Exercise =
Can you write out these records again, replacing every "photo" with "image" and keeping everything else unchanged? Leave the pictures out.

Raw records =
···

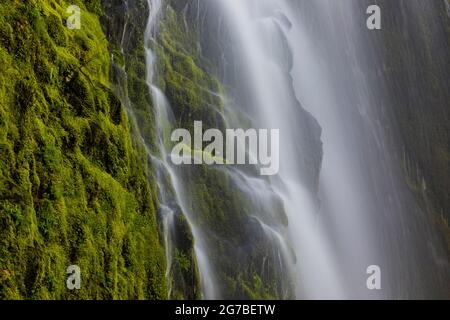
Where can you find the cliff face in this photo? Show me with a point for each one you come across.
(414, 56)
(75, 185)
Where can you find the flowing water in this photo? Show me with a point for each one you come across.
(357, 217)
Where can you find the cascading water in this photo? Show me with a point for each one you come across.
(170, 203)
(273, 66)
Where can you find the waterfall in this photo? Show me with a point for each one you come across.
(283, 71)
(168, 205)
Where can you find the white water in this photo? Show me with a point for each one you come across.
(164, 117)
(257, 33)
(334, 242)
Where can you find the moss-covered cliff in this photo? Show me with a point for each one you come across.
(75, 186)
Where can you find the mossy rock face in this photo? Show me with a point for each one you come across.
(238, 249)
(75, 186)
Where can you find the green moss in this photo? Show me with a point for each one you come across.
(75, 187)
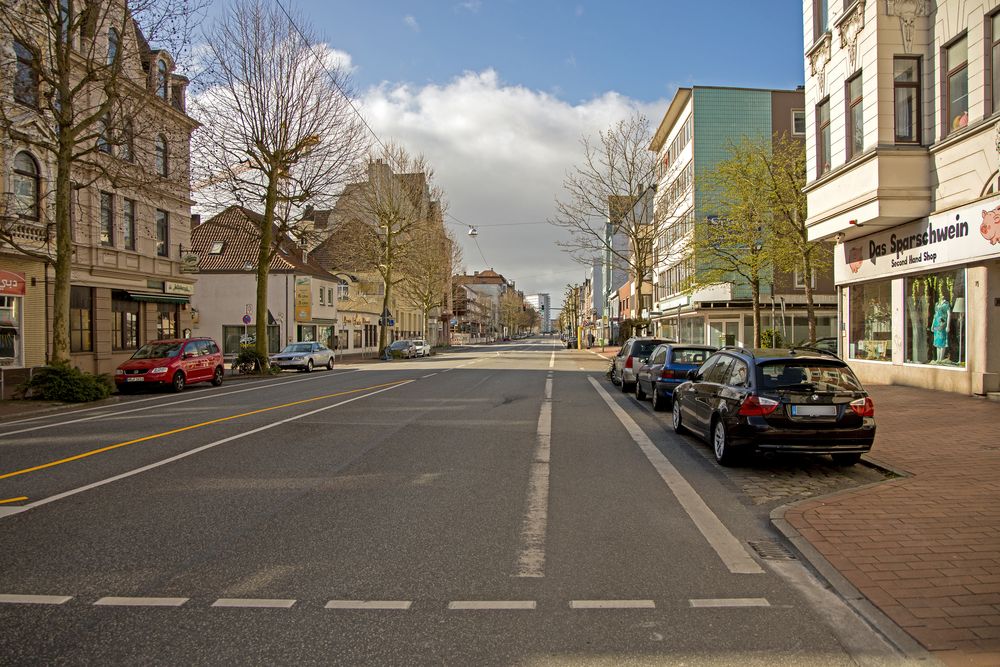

···

Task answer =
Where can you find the cliff face in this image? Show me with a point for each one you come across.
(414, 56)
(75, 185)
Where can you find the flowing water in this image? Show me with a point for each one you come across.
(357, 217)
Where can you find the cascading water in this image? Show me with a point for each one you come across.
(170, 203)
(273, 66)
Where can you find the waterfall in this image? Show me with a point for each one you come across.
(283, 71)
(168, 205)
Where can you find the white water in this image? Show me with a point for each one you come across.
(164, 117)
(257, 33)
(334, 242)
Where can you find the moss-covered cliff in this image? Show me with a point for each one you come across.
(75, 186)
Where can you find the mossy rock face in this image? Show me with a point for each one you come across.
(238, 249)
(75, 186)
Where can you find the green moss in this image? Show me with a point for each one you come across.
(75, 187)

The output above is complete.